_TASK DIRECTIONS:_
Repeat everything from the line containing "Expected behaviour: for every instance of the wooden" down to the line containing "Expected behaviour: for every instance of the eyebrow, place", including both of those lines. Leave the pictures out of your answer.

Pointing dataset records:
•••

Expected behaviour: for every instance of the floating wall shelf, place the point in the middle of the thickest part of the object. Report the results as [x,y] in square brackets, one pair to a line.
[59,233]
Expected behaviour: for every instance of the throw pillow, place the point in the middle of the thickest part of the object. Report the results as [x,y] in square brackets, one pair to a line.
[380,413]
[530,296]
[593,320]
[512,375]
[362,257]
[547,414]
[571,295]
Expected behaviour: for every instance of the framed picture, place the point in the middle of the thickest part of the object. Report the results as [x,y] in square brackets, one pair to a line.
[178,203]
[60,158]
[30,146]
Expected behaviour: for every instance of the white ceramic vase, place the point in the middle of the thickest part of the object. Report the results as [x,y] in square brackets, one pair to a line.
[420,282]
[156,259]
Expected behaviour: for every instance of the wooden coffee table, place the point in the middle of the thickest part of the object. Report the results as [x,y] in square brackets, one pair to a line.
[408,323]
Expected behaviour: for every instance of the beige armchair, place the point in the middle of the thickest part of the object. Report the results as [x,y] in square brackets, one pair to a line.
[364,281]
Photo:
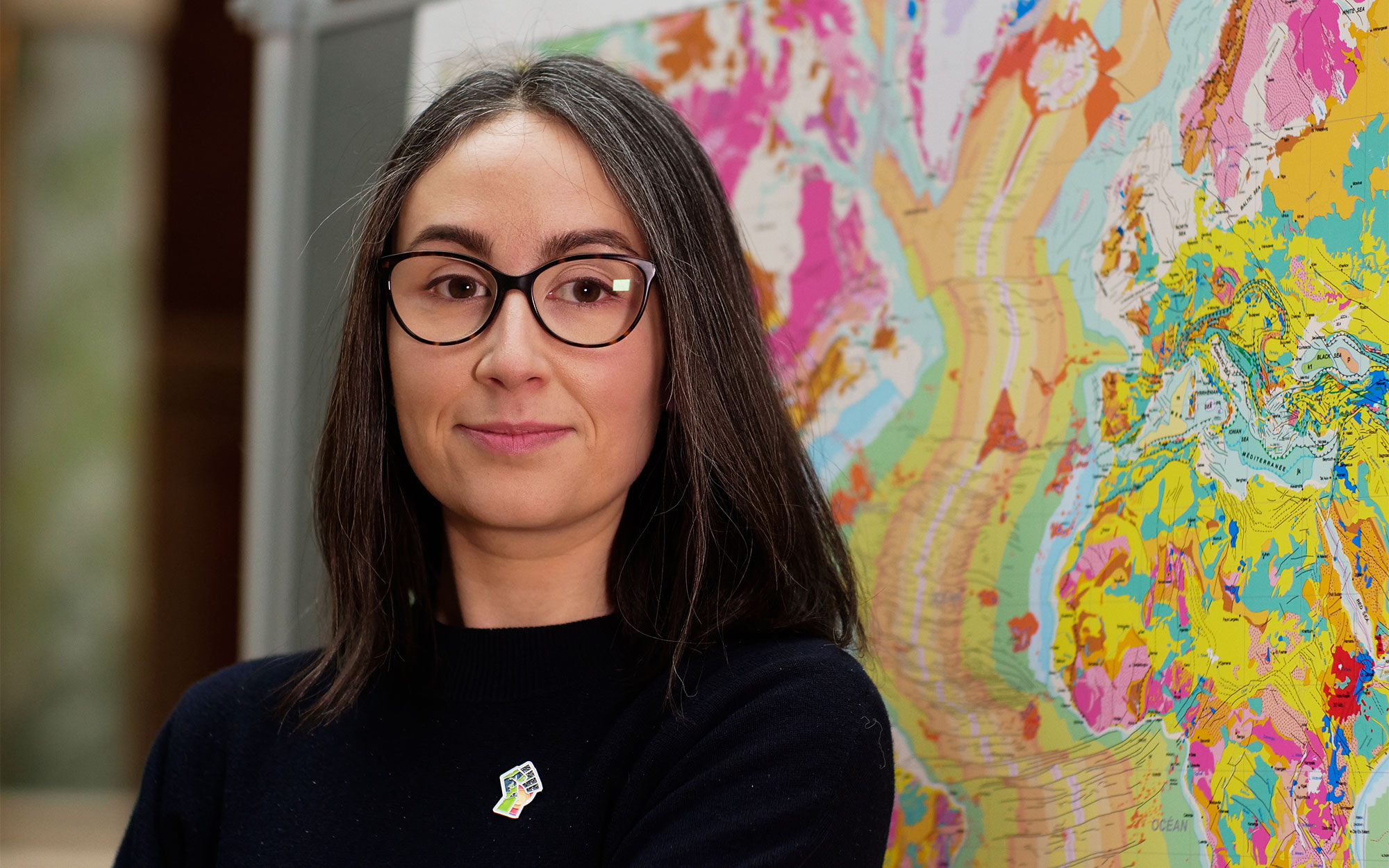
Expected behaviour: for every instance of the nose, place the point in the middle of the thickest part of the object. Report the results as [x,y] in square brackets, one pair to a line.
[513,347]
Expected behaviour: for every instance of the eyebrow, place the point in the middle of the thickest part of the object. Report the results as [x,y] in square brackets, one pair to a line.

•••

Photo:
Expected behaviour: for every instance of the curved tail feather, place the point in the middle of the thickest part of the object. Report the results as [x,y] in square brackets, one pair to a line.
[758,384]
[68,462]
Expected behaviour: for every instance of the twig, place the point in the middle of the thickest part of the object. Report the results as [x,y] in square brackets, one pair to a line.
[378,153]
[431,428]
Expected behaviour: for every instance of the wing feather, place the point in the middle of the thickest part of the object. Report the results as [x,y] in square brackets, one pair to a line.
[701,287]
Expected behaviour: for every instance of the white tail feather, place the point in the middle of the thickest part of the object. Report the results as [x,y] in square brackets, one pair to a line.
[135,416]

•••

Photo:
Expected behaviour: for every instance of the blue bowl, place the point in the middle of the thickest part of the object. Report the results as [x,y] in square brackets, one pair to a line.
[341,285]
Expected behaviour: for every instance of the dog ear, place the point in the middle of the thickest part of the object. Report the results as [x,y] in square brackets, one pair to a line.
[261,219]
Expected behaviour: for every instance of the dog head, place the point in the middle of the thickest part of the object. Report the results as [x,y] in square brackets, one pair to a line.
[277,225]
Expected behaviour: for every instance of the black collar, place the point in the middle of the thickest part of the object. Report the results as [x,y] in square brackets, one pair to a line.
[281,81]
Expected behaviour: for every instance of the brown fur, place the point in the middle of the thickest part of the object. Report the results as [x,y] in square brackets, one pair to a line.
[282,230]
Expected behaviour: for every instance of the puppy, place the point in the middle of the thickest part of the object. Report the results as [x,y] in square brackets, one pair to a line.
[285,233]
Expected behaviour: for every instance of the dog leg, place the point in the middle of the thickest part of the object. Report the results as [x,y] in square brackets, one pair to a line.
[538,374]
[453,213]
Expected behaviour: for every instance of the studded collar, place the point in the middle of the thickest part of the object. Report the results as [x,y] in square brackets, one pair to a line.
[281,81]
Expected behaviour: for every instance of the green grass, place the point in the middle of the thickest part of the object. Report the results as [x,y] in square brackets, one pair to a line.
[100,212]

•••

_SOLUTION TO THIS EXERCISE:_
Expected behaviour: for every instance of the wooden coffee table, place the point in the middle of the thickest part of the object. Report the results as [x,y] in square brackets, one pair to a line.
[408,323]
Expected behaviour: for every instance of the beige armchair, place the point in the middle of the thickest part of the object. Report the results as [x,y] in square brackets, one pair to a line.
[364,281]
Photo:
Expected behaviour: for every instance of the nose, place the point in the middle of the thickest part of the object. Report the results as [x,y] in square brackets, one pair to a line.
[513,347]
Expected behaviour: for every instance of the eyebrow, place the point in the middle of the thickest part of the object. Report the results as [x,y] in square brackets, one pair to a line.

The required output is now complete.